══ Source excerpt

Most of us already know cluster features aren’t provided on Windows 2003 server Standard Edition.
The thing is you’ve got a shared storage space but you can’t (or don’t want to) afford 2 Windows Enterprise licences just for a file server.
There is DFS indeed but one acknowledge it is a pity to replicate data that resides on a secure storage space.
I suggest here to create a 60 second semi-automatic failover with two 2003 standard edition servers since the cluster feature’s not available. A shared file edited before failing over can be saved after while the user sees no change.
Since we don’t want to modify mount points, scripts, and so on, on workstations, we will not connect to the server IP address nor the hostname but a DNS alias (CNAME) pointing to the main server from a start. To fail over, the alias needs to point to the backup server.
In other words, the XP client (or anything else) makes a DNS query on \\files to which the active server DNS entry is returned. The client is connecting then to the appropriate server.
Share Name
Servers do not accept a share name that is different to the hostname. Accessing the \\files share, an error message is returned.
A workaround is to force the server to accept a different name adding the DWORD value DisableStrictNameChecking in [HKEY_LOCAL_MACHINE\System\CurrentControlSet\Services\LanmanServer\Parameters], and set it to 1 (decimal).
More about this issue at http://support.microsoft.com/kb/281308
You should also add the DWORD value DisableLoopbackCheck in [HKEY_LOCAL_MACHINE\SYSTEM\CurrentControlSet\Control\Lsa] to be able to reach \\files from the server the alias is pointing to. A denied access error is generated if you don’t. See KB926642 for more information.
DNS Cache
XP machines have a DNS cache storing records for a 24 hour default period. This is an issue since the failover is effective one day later for the clients.
The DNS time to live (TTL) setting represents the expiry time in the DNS cache. It can be changed if created with the command line:
dnscmd /RecordAdd mydomain.com files 60 CNAME server1.mydomain.com
60 is important here: the entry – and only this one – will expire after 60 seconds from the DNS cache, time after which the client makes a new DNS request.
Hence, the global cache isn’t touched, since it does the job for other DNS queries, limiting the overall trafic on the network, while the CNAME is quickly updated during the failover procedure.
SAN Configuration
Important: Make the drives visible from the live server only! If you create a LUN to the standby server as well, Windows may corrupt the filesystem even though the disk isn’t mapped to a drive letter.

════

# Written instruction A
According to the failover article, how long do XP machines keep records in their DNS cache by default?
# Written instruction B
Please retype the stretch of the failover article from "The DNS time" through "a drive letter.".

══ Supplied information

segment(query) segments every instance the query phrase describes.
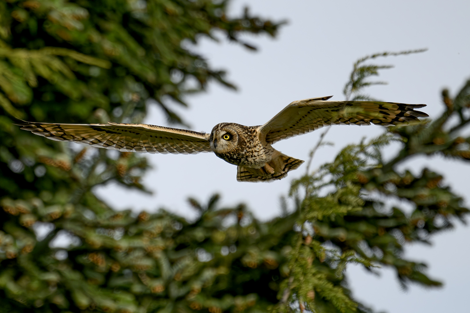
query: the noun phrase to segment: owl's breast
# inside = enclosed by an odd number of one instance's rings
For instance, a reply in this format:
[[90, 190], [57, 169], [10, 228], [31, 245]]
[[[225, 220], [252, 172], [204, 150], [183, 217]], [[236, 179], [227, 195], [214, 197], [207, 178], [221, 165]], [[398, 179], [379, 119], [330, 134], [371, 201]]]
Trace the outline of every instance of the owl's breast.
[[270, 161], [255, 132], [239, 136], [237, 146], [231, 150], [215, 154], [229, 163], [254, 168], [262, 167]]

════
══ Supplied information

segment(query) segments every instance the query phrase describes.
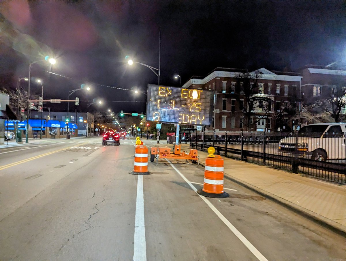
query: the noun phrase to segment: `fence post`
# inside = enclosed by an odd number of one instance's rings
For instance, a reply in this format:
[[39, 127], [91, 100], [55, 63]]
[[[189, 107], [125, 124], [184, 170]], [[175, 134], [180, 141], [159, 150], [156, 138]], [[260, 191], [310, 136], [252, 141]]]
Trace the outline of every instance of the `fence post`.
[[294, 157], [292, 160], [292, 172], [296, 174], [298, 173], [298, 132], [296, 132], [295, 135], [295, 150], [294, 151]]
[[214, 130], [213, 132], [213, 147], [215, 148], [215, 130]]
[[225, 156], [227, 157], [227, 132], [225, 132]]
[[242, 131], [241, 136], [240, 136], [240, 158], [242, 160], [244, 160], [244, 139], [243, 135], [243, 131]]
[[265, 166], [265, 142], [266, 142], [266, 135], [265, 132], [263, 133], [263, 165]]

════

# Reply A
24 hours.

# Reply B
The DNS time to live (TTL) setting represents the expiry time in the DNS cache. It can be changed if created with the command line:
dnscmd /RecordAdd mydomain.com files 60 CNAME server1.mydomain.com
60 is important here: the entry – and only this one – will expire after 60 seconds from the DNS cache, time after which the client makes a new DNS request.
Hence, the global cache isn’t touched, since it does the job for other DNS queries, limiting the overall trafic on the network, while the CNAME is quickly updated during the failover procedure.
SAN Configuration
Important: Make the drives visible from the live server only! If you create a LUN to the standby server as well, Windows may corrupt the filesystem even though the disk isn’t mapped to a drive letter.